Proprio a causa di questo stato di cose, possiamo chiamare chi ha più di 50, 60, etc anni, “Persone Invisibili”, che come tali raccontano di sentirsi.
E le persone, invece, in età bassa come vengono colpite da episodi di ageismo?
Bastano frasi tipo “Vi presento il giovane collega”, “Sei troppo giovane”, “Sei così giovane”, “Sei un ragazzo”. Frasi che, mettendo l’accento sulla “giovane età”, rischiano di screditare colleghe/ghi. Perché queste parole possono far pensare che non riteniamo qualcuno all’altezza di una situazione o di un ruolo semplicemente in base al numero di anni che hanno. Mettendo in secondo piano competenze specifiche, risultati raggiunti e professionalità dimostrata sul campo.
C’è chi dice che dell’età bisogna andare fiere/i, ribadirla senza vergognarsi ad ogni occasione (Ashton Applewhite lancia infatti #agepride nel suo illuminante Ted talk). Ed è certamente condivisibile nell’intenzione liberatoria che tutto questo può avere.
Però mi chiedo se questo non rischia di avere un effetto controproducente: continuare a dare enfasi a quello che dovrebbe essere solo un numero, facendone una chiave di lettura rispetto a quello che abbiamo raggiunto o fatto nella nostra vita, che siamo diventate/i, che dovremmo aver fatto e non abbiamo invece raggiunto, etc.
E se dessimo a questo numero tutta un’altra importanza, anzi, molta meno importanza?
E se facessimo dell’età uno di quei numeri che ci accompagnano, tipo il numero delle scarpe che portiamo? Chi ha interesse a conoscere quanto portiamo di piede? E che valore ha questo numero nel definire se stiamo vivendo più o meno bene una fase della vita? Nessuna correlazione.
E allora, iniziamo a relazionarci all’età come fosse il numero di scarpe che portiamo e vediamo cosa succede.
Magari potrebbe capitarci di pronunciare o sentire frasi del genere: “Pensa, avrei detto che portavi un 40 e invece hai il 39. Te lo porti bene, però!”
Oppure: “Che ne puoi sapere tu che porti il 42…”
Forse all’inizio suonerebbero un pò strane, ma ci aiuterebbero a liberarci dalle tante aspettative, condizionamenti e valutazioni che facciamo su noi stesse/i e sulle altre persone in base all’età. E magari tante cose sarebbero più semplici.

Cosa fare -
A - Riscrivi in forma più breve il paragrafo del testo sull'ageismo che comincia con "Bastano frasi tipo", conservandone i fatti principali.
B - Secondo il testo sull'ageismo, chi lancia #agepride nel suo Ted talk?
C - Prosegui il testo sull'ageismo a partire dal punto in cui si interrompe.

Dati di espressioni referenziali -
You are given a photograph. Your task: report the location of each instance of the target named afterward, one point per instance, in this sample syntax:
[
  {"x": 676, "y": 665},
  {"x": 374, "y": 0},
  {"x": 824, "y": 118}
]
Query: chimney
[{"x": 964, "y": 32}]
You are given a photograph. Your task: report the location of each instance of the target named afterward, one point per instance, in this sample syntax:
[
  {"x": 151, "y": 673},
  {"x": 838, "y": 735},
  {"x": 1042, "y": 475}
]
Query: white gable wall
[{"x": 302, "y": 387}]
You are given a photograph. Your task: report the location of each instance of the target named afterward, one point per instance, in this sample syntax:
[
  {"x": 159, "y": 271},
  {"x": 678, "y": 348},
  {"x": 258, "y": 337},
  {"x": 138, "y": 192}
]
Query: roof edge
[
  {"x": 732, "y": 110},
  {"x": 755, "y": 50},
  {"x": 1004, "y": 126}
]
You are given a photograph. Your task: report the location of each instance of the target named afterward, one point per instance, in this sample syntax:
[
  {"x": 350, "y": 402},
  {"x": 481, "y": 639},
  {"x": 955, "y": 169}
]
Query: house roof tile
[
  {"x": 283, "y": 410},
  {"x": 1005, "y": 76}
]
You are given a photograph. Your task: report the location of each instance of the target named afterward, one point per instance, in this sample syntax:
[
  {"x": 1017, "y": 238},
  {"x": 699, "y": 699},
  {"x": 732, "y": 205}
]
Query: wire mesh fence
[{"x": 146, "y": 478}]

Risposte -
A - Frasi come «Vi presento il giovane collega», «Sei troppo giovane», «Sei così giovane» o «Sei un ragazzo» sottolineano la giovane età e rischiano di screditare colleghe e colleghi. Fanno pensare che qualcuno non sia all'altezza di un ruolo solo per i suoi anni, mettendo in secondo piano competenze, risultati e professionalità.

B - Ashton Applewhite.

C -
ESISTE UN’ETA’ IN CUI SI SMETTE DI ESSERE DONNE?
Certamente non a livello biologico.
A livello emotivo, invece, esiste un momento nella vita delle donne in cui tutto cambia, in cui s’innesta una nuova percezione di sé. E’ quella dell’ invisibilità. Le donne si sentono invisibili agli occhi di eventuali partner, presenti o possibili, agli occhi del contesto sociale, culturale ed economico.
Messe nell’angolo dell’invisibilità dai tanti pregiudizi e stereotipi che vedono quel tempo della vita con una sola lente: quella dell’inevitabile “viale del tramonto”, in cui si vive solo di bisogni e non di sogni, desideri, voglia di mettersi in gioco e cambiare.
Il documentario “Ancora donne. Quando l’amore non ha età”, scritto e diretto dalle registe svizzere Stéphanie Chuat e Véronique Reymond, è un ritratto a cinque voci che ci racconta una visione diversa di questo tempo della vita e di come cinque donne decidono di riempirlo, superando le proprie paure e rincorrendo passioni e sogni.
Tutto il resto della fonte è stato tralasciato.